Search engine results page


A search engine results page (SERP), is the listing of web pages returned by a search engine in response to a
keyword query. The results normally include a list of web pages with titles, a link to the page, and a short description
showing where the Keywords have matched content within the page. A SERP may refer to a single page of links
returned, or to the set of all links returned for a search query.

Query caching


Some search engines cache pages for frequent searches and display the cached pages instead of a live page to
increase the performance of the search engine. The search engine updates the search results periodically to account
for new pages, and possibly to modify the rankings of pages in the search results. Most of the results are weird and
hard work is needed to make them readable.
Search result refreshing can take several days or weeks which can occasionally cause results to be inaccurate or out
of date.

Different types of results


SERPs of major search engines like Google, Yahoo!, Bing, may include different types of listings: contextual,
algorithmic or organic search listings, as well as sponsored listings, images, maps, definitions, videos or suggested
search refinements.

- Given information
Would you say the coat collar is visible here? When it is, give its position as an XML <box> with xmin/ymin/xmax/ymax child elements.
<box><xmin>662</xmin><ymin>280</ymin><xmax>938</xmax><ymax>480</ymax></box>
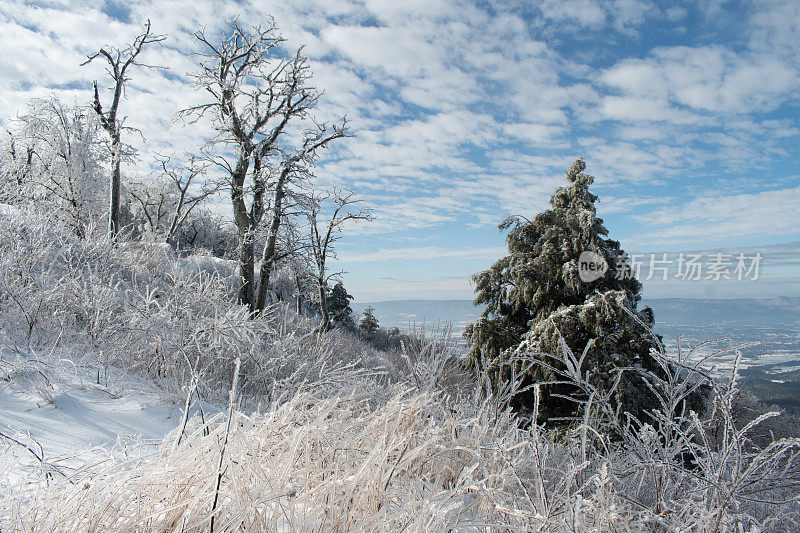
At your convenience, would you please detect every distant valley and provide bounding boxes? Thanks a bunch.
[352,297,800,414]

- Required work
a) Write out the passage on search engine results pages word for word, from "A search engine results" to "make them readable.".
b) Pick up the passage on search engine results pages after its last sentence and keep it going.

- Responses for each task
a)
A search engine results page (SERP), is the listing of web pages returned by a search engine in response to a
keyword query. The results normally include a list of web pages with titles, a link to the page, and a short description
showing where the Keywords have matched content within the page. A SERP may refer to a single page of links
returned, or to the set of all links returned for a search query.

Query caching


Some search engines cache pages for frequent searches and display the cached pages instead of a live page to
increase the performance of the search engine. The search engine updates the search results periodically to account
for new pages, and possibly to modify the rankings of pages in the search results. Most of the results are weird and
hard work is needed to make them readable.

b)
The major search engines visually differentiate specific content types, such as images, news, and blogs. Many
content types have specialized SERP templates and visual enhancements on the main search result page.

Advertising (sponsored listings)


SERPs may contain advertisements. This is how commercial search engines fund their operations. Common
examples of these advertisements are displayed on the right hand side of the page as small classified style ads or
directly above the main organic search results on the left.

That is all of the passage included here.